PROBLEM STATEMENT: Your answer should contain every line of the records, transcribed word for word.

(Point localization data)
· · · · · · ·
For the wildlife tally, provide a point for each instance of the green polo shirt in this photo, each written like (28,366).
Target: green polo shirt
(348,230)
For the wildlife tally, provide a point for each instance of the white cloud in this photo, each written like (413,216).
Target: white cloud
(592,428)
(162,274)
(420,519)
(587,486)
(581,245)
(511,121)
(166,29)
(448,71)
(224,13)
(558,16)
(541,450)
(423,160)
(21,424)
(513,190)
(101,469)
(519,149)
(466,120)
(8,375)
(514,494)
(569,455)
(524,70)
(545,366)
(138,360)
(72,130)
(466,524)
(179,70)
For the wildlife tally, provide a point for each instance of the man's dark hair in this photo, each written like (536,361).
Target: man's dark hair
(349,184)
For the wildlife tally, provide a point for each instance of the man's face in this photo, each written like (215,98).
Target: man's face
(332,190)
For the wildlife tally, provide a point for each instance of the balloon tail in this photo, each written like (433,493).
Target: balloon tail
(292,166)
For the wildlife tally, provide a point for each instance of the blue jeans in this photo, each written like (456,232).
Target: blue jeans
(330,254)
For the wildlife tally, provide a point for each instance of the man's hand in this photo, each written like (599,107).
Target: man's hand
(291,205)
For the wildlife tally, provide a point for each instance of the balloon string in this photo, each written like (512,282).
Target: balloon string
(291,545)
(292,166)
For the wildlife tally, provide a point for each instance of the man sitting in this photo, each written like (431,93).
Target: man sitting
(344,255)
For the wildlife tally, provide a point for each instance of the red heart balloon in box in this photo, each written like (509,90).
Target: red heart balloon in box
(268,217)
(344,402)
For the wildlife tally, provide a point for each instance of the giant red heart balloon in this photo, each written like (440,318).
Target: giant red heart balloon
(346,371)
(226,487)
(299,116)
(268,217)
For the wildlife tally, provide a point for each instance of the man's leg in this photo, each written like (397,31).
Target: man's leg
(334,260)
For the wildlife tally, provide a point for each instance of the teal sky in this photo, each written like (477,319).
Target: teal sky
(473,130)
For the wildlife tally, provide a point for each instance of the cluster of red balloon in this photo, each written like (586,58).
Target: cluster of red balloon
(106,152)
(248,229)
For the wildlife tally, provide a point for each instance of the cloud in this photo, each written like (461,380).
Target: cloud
· · · · · · ·
EXERCISE RESULT:
For the wildlife tally, provide a point for each instance of the green polo shirt in this photo, each written like (28,366).
Target: green polo shirt
(348,230)
For the wildlife tally, provide a point for each instance of the white cloud in this photo, each written like (413,216).
Target: white cloud
(592,428)
(162,274)
(420,519)
(587,486)
(581,245)
(511,121)
(166,29)
(448,71)
(224,13)
(558,16)
(541,450)
(423,160)
(21,424)
(513,190)
(101,469)
(519,149)
(466,120)
(8,375)
(514,494)
(569,455)
(524,70)
(545,366)
(138,360)
(72,130)
(466,524)
(179,70)
For the wildlife tally, provide a point for each instance of the man's dark hair in this photo, each written like (536,361).
Target: man's dark hair
(349,184)
For the wildlife tally, provide a point for each instance of the man's face in this photo, each written like (215,98).
Target: man's face
(332,190)
For the wildlife tally, provide a point for each instance of the balloon tail in this photo, each written like (433,493).
Target: balloon tail
(292,166)
For the wildlife tally, provide a point for each instance of the blue jeans in this photo, each written like (456,232).
Target: blue jeans
(330,254)
For the wildlife tally, provide a point for each instance of the man's hand in this photo, each written like (599,107).
Target: man's hand
(291,205)
For the wildlife tally, provide a point for each instance of the balloon string in this photo, each written like (512,282).
Target: balloon string
(291,545)
(292,166)
For the wildlife tally, provide a point for each instance of the man sitting in this photo, each written like (431,93).
Target: man sitting
(344,255)
For the wildlife tally, provide a point for each instance of the red heart balloon in box in this photo, each written like (509,90).
Target: red heart balloon in box
(268,217)
(344,402)
For the wildlife tally, provide a point for each instance of the giant red heart balloon in this photo, each written like (440,318).
Target: giant red heart balloon
(346,371)
(226,487)
(299,116)
(268,217)
For the wildlife tally, provide a point for each instance of the man's leg in this photo, each written like (397,31).
Target: man's leg
(334,260)
For the wildlife tally, provide a point for each instance of the teal sky in this photo, each written like (477,319).
Target: teal sky
(473,130)
For the wildlife tally, provide a point for each instance of the cluster of red balloon in this photo, each written like (586,58).
Target: cluster of red balloon
(106,152)
(248,229)
For the wildlife tally, provide a point for each instance of the cloud in this photo, each written like (461,380).
Target: cloud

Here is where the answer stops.